*Dataset entries*.
Start

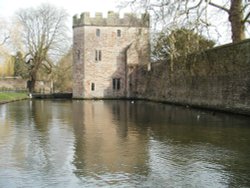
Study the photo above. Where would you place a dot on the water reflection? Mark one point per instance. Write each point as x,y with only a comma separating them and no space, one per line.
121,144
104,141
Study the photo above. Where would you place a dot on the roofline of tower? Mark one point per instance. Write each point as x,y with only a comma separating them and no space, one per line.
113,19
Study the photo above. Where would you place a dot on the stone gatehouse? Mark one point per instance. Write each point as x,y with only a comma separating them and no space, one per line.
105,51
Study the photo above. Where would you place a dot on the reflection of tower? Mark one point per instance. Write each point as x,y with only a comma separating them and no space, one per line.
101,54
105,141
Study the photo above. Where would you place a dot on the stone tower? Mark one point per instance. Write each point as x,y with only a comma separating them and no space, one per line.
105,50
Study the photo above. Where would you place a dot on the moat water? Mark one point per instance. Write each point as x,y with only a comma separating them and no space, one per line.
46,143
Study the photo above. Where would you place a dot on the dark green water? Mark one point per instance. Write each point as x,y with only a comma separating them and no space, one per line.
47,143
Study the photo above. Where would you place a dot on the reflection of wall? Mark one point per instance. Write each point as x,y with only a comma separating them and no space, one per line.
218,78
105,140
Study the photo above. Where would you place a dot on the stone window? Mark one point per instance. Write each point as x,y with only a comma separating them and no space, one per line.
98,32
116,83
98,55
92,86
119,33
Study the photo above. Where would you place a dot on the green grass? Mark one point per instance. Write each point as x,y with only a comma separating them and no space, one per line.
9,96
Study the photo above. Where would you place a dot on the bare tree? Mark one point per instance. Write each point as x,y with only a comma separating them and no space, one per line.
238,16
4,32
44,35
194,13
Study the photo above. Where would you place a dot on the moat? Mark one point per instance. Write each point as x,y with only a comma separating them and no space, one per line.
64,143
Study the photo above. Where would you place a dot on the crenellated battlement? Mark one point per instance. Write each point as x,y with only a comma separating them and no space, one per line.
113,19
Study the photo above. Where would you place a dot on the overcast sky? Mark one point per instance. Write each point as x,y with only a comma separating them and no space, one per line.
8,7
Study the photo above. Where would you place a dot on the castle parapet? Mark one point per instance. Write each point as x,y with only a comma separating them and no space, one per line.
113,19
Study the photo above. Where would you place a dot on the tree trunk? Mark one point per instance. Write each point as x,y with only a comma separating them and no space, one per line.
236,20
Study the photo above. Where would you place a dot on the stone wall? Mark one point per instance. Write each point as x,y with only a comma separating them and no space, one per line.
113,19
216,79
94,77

End
Start

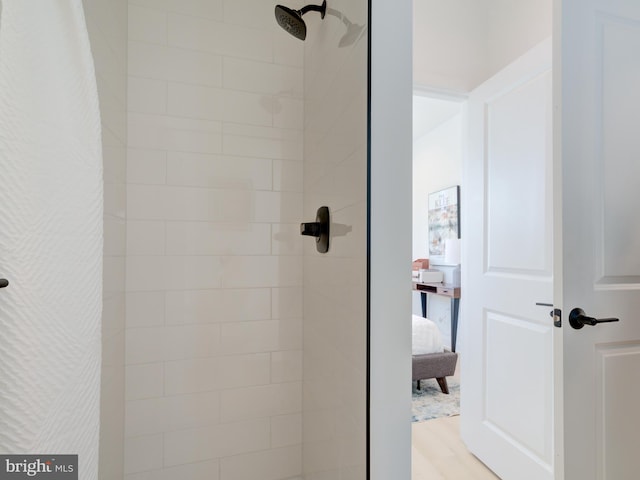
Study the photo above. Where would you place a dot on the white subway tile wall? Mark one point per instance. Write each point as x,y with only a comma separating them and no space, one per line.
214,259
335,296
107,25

End
Start

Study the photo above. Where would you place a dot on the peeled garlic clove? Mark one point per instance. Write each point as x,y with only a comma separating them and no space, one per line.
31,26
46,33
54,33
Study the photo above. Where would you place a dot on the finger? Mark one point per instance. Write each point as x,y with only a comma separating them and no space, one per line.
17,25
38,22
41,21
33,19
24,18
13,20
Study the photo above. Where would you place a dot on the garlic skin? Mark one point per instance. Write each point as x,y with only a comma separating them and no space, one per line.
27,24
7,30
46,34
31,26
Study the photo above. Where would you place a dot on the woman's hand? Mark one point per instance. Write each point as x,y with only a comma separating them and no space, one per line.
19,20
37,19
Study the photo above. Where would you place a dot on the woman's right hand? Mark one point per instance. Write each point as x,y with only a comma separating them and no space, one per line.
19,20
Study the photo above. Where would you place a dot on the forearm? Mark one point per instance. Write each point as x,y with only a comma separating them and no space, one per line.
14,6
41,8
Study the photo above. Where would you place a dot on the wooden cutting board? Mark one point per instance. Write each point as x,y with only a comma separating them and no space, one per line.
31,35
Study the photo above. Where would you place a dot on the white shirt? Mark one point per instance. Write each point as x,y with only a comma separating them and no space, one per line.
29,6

End

*Task details*.
Pick out every row above that contains the word "tree", and copy each of those rows in full.

*Reply to the exercise*.
Study the photo above. Where would you place a dot on the bare tree? Mark one point per instance. Write each point as x,y with only a comma separating them and no space, one per line.
Study the photo above. Where would you place a dot on the tree trunk? Mark one point per instance. Write each point as x,y with only a comma separating them and no space, one per line.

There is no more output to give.